-- start of Data for this task --

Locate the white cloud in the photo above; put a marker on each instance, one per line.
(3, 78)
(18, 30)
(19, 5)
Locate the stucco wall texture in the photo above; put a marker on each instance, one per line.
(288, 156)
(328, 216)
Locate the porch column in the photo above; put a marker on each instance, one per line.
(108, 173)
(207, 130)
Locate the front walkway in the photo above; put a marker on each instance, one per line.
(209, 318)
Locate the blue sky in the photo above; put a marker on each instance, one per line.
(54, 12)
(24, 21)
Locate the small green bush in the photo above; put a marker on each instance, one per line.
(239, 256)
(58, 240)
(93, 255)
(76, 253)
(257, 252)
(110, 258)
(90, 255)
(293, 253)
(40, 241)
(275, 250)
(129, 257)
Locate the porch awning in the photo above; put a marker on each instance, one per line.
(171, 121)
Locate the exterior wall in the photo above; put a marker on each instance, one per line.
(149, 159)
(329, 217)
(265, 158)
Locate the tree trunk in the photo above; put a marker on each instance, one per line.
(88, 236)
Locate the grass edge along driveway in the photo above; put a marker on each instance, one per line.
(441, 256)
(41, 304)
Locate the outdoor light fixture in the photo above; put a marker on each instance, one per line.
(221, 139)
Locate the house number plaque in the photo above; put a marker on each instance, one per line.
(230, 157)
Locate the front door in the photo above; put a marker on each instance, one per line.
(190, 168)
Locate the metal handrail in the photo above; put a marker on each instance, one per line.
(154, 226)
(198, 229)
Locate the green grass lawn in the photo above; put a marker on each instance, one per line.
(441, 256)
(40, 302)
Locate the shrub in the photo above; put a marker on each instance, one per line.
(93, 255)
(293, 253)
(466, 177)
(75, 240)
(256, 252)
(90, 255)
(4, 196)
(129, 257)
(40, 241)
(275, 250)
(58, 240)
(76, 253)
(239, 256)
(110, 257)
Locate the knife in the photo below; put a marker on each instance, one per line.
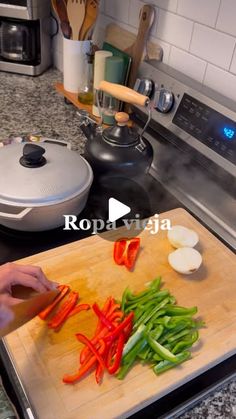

-- end of Data for this task --

__What is expected__. Switch "put a marker on each instance" to "place a point on every instance" throughout the records above, leaving everything else unchanged. Omit the pictures from your answer.

__Answer__.
Locate the white cloud in the photo above; place a point on every instance, one per line.
(3, 78)
(18, 30)
(19, 5)
Locate the stucco wall texture in the photo above; place a point on every instance, one per line.
(288, 156)
(328, 216)
Locate the porch column in the photo above; place a point on every instance, one per line.
(108, 173)
(207, 130)
Locate the front walkway in the photo above; place a point on every instance, one per line.
(209, 318)
Locate the blue sky in the photo above; place a point on every instance, one per line.
(54, 12)
(24, 21)
Locate the small green bush in the photo above; place a point on every instance, one per line.
(239, 256)
(58, 240)
(93, 255)
(76, 253)
(257, 252)
(110, 258)
(90, 255)
(293, 253)
(40, 241)
(275, 250)
(129, 257)
Locate the porch awning in the photo above; place a point on every instance, one per line.
(171, 121)
Locate the exterior wall in the photo above; place a point on every instance, one per line.
(149, 159)
(329, 217)
(265, 158)
Locate the tree trunk in the photo above; place a point on every instance, one per line.
(88, 236)
Locate the grass edge along driveway in the photo above; place a point on every instance, one per line.
(441, 256)
(41, 304)
Locate the outdoor light fixture in the photo above; place a point on every instance, one per line.
(221, 139)
Locate the house number plaque in the photo above; place a point on every instance, one per line.
(230, 157)
Locate the front door in the photo above; place a point on every instance, one per line.
(190, 168)
Locate the metal handrail in the photo above; place a point on every instance, one per line.
(154, 226)
(198, 229)
Locate the green grass lawn in the photo above; place a point on every instance, one per line.
(441, 256)
(40, 302)
Locate the shrub in the photo above; place a point on every instance, one per line.
(93, 255)
(293, 253)
(466, 177)
(75, 240)
(256, 252)
(90, 255)
(4, 196)
(129, 257)
(40, 241)
(275, 250)
(58, 240)
(76, 253)
(239, 256)
(110, 257)
Locate the knife in the photo below; place a point on every instance, one per line.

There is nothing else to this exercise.